• _給定文章_
-------
今天去參加了優酷的筆試,感觸蠻深!基本上都是考的數據結構和算法的題目,而其他的c/c++的基本知識點差不多都沒有涉及到,所以如果要去這個公司的話(或者這種類型的公司),可得改改策略,好好準備下數據結構方面的知識。看來做遊戲開發更是看着這方面的基本功,平時用到的知識點和其他類型的公司差異較大。 好了看看主要有哪些題目吧,呵呵~~:
1.求一個三十二位整數的二進制數中一的個數
int count_ones(unsigned a)
{
a = (a & 0x55555555) + ((a >> 1) & 0x55555555);
a = (a & 0x33333333) + ((a >> 2) & 0x33333333);
a = (a & 0x0f0f0f0f) + ((a >> 4) & 0x0f0f0f0f);
a = (a & 0x00ff00ff) + ((a >> 8) & 0x00ff00ff);
a = (a & 0x0000ffff) + ((a >> 16) & 0x0000ffff);
return a;
}
2.水仙花數
int a=n%10;
int b=n/10%10;
int c=n/100;
if(a*a*a+b*b*b+c*c*c==n)
3.點和麪的關係
法向量是垂直屏幕的法線表示的向量
設平面法向量爲{A,B,C},平面與法向量的交點爲P0:(x0,y0,z0).
則平面上一點(x,y,z)與(x0,y0,z0)的向量必然與法線垂直。因此得出平面的點法式方程:
A(x-X0) + B(y-y0) + C(z-z0) = 0
將判斷點座標代入方程 滿足條件 則點在平面上。
另:若方程座標多項式>0,則在平面正面(法向量方向),反之在背面
註釋:
兩向量a * b 的長度爲:
||a || * ||b|| * sin(thta) //thta爲a與b的夾角
這樣 A(x-X0) + B(y-y0) + C(z-z0) = 0 a,b垂直
A(x-X0) + B(y-y0) + C(z-z0) > 0 a在b方向
A(x-X0) + B(y-y0) + C(z-z0) < 0 a不在b方向
4.定義一個單向鏈表,實現2個單鏈表的合併
//: Link_define
template <class T>
class ChainNode {
private:
T data;
ChainNode<T> *link;
};
template<class T>
class Chain {
public:
Chain() {first = 0;}
~Chain() ;
bool IsEmpty() const {return first == 0;}
int Length() const;
bool Find(int k, T& x) const;
int Search(const T& x) const;
Chain<T>& Delete(int k, T& x);
Chain<T>& Insert(int k, const T& x);
void Output(ostream& out) const;
private:
ChainNode<T> *first; // 指向第一個節點的指針
}
兩個有向單鏈表合併爲一個
#include <stdio.h>
#include <malloc.h>
struct LNode
{ int data;
struct LNode *next;
};
struct LNode *insert(struct LNode *head,int x,int i);
void display(struct LNode *head);
struct LNode *combine(struct LNode *head1,struct LNode *head2);
main()
-------
• _練習題目_
• a. 根據優酷筆試文章回答下列問題,答案逐行作答,並以相同編號標示:
(i) 這次筆試基本上都考哪兩方面的題目?
(ii) 第三題中,若方程座標多項式大於0,點位於平面的哪一面?
(iii) 第四題要求實現什麼?
• b. 請從優酷筆試文章最後一行之後接着往下續寫。

• _所給資料_
-------
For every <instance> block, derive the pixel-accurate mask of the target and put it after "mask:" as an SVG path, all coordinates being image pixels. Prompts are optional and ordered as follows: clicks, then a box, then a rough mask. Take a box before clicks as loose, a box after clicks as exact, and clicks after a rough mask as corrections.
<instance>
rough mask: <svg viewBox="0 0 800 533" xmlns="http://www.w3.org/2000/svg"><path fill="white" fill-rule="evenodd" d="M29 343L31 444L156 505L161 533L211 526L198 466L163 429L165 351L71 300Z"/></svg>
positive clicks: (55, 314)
-------
• _練習答案_
• a.
(i) 數據結構和算法。
(ii) 平面正面(法向量方向)。
(iii) 2個單鏈表的合併。

• b.
{
struct LNode *head1,*head2,*head3;
head1 = NULL;
head1 = insert(head1,2,1);
head1 = insert(head1,12,2);
head1 = insert(head1,67,3);
display(head1);
printf("/n");
head2 = NULL;
head2 = insert(head2,8,1);
head2 = insert(head2,20,2);
head2 = insert(head2,33,3);
head2 = insert(head2,35,4);
display(head2);
printf("/n");
head3 = combine(head1,head2);
display(head3);
}
struct LNode *insert(struct LNode *head,int x,int i)
{
int j=1;
struct LNode *s,*q;
q=head;
s=(struct LNode *) malloc ( sizeof(struct LNode) );
s->data=x;
if(i==1)
{
s->next=q;
head=s;
}
else
{
while(q->next != NULL)
{
q=q->next;
j++;
}
if(j==i-1)
{
s->next=q->next;
q->next=s;
}
else
printf("error! there is no position/n");
}
return(head);
}
void display(struct LNode *head)
{
struct LNode *q;
q=head;
if(q==NULL)
printf("this is a NULL/n");
else
if(q->next==NULL)
printf("%d",q->data);
else
{
while(q->next!=NULL)
{
printf("%d->",q->data);
q=q->next;
}
printf("%d",q->data);
}
}
struct LNode *combine(struct LNode *head1,struct LNode *head2)
{
int n;
struct LNode *p1,*p2,*p3,*head3;
head3=NULL;
p1=head1;
p2=head2;
p3=head3;
if(p1 == NULL && p2 == NULL)
printf("null!!!/n");
else
if(p1 != NULL && p2 == NULL)
return(head1);
else
if(p2 != NULL && p1 == NULL)
return(head2);
else
{ n=1;
while(p1 != NULL && p2 != NULL)
{
if(p1->data < p2->data)
{
head3=insert(head3,p1->data,n++);
p1=p1->next;
}
else
if(p1->data > p2->data)
{
head3=insert(head3,p2->data,n++);
p2=p2->next;
}
else
{
head3=insert(head3,p1->data,n++);
p1=p1->next;
p2=p2->next;
}
}
while(p1 != NULL && p2 == NULL)
{
head3=insert(head3,p1->data,n++);
p1=p1->next;
}
while(p2 != NULL && p1 == NULL)
{
head3=insert(head3,p2->data,n++);
p2=p1->next;
}
}
return(head3);
}
5.迷宮算法
這裏寫出主要實現功能:
void Print(Point *head) /*打印行進路徑*/
{
Point *r;
r = head;
while(r->next != NULL)
{
printf("(%d,%d)-> ", r->x, r->y);
r = r->next;
}
printf("(%d,%d)", r->x, r->y);
}
void Store(Point *head)
{
int i=0, flag=1;
char *s;
while(flag)
{
if(head->next != NULL)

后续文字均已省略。